== Exercise requirements ==
Would you write out all of the data exactly as it appears below?

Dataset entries
----------------

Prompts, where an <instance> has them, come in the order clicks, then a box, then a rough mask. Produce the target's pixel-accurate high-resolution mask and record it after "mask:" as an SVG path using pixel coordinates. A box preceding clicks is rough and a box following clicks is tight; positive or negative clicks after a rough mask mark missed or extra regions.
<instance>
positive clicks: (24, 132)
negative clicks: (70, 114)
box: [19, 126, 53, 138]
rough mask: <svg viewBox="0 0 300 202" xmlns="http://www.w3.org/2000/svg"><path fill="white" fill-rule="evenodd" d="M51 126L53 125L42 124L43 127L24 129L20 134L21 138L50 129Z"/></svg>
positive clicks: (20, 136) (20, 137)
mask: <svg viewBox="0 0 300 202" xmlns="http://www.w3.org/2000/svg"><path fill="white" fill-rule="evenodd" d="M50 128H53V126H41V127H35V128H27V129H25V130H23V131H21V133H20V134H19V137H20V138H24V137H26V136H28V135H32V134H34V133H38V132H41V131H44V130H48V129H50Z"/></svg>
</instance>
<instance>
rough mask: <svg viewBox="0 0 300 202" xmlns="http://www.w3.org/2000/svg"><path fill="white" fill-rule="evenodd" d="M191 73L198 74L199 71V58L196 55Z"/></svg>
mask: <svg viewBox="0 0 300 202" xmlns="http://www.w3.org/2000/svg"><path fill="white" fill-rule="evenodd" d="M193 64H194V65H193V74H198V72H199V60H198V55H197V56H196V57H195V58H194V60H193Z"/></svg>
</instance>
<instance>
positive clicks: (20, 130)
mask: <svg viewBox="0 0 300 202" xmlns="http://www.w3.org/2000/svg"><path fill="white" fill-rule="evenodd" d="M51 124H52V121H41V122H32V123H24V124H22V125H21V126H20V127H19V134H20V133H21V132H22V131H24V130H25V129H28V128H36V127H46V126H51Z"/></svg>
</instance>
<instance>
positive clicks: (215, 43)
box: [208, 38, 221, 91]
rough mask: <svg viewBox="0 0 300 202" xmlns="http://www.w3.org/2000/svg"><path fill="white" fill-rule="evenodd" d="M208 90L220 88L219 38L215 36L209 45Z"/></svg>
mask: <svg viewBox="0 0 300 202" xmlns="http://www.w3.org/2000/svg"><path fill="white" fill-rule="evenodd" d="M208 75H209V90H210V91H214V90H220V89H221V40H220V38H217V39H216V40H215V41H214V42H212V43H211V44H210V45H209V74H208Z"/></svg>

----------------

== Solution to the exercise ==
Prompts, where an <instance> has them, come in the order clicks, then a box, then a rough mask. Produce the target's pixel-accurate high-resolution mask and record it after "mask:" as an SVG path using pixel coordinates. A box preceding clicks is rough and a box following clicks is tight; positive or negative clicks after a rough mask mark missed or extra regions.
<instance>
positive clicks: (24, 132)
negative clicks: (70, 114)
box: [19, 126, 53, 138]
rough mask: <svg viewBox="0 0 300 202" xmlns="http://www.w3.org/2000/svg"><path fill="white" fill-rule="evenodd" d="M51 126L53 125L42 124L43 127L24 129L20 134L21 138L50 129Z"/></svg>
positive clicks: (20, 136) (20, 137)
mask: <svg viewBox="0 0 300 202" xmlns="http://www.w3.org/2000/svg"><path fill="white" fill-rule="evenodd" d="M50 128H53V126H41V127H35V128H27V129H25V130H23V131H21V133H20V134H19V137H20V138H24V137H26V136H28V135H32V134H34V133H38V132H41V131H44V130H48V129H50Z"/></svg>
</instance>
<instance>
rough mask: <svg viewBox="0 0 300 202" xmlns="http://www.w3.org/2000/svg"><path fill="white" fill-rule="evenodd" d="M191 73L198 74L199 71V58L196 55Z"/></svg>
mask: <svg viewBox="0 0 300 202" xmlns="http://www.w3.org/2000/svg"><path fill="white" fill-rule="evenodd" d="M193 64H194V65H193V74H198V72H199V60H198V55H197V56H196V57H195V58H194V60H193Z"/></svg>
</instance>
<instance>
positive clicks: (20, 130)
mask: <svg viewBox="0 0 300 202" xmlns="http://www.w3.org/2000/svg"><path fill="white" fill-rule="evenodd" d="M51 124H52V121H41V122H32V123H24V124H22V125H21V126H20V127H19V134H20V133H21V132H22V131H24V130H25V129H28V128H36V127H46V126H51Z"/></svg>
</instance>
<instance>
positive clicks: (215, 43)
box: [208, 38, 221, 91]
rough mask: <svg viewBox="0 0 300 202" xmlns="http://www.w3.org/2000/svg"><path fill="white" fill-rule="evenodd" d="M208 90L220 88L219 38L215 36L209 45Z"/></svg>
mask: <svg viewBox="0 0 300 202" xmlns="http://www.w3.org/2000/svg"><path fill="white" fill-rule="evenodd" d="M208 75H209V90H210V91H214V90H220V89H221V40H220V38H217V39H216V40H215V41H214V42H212V43H211V44H210V45H209V74H208Z"/></svg>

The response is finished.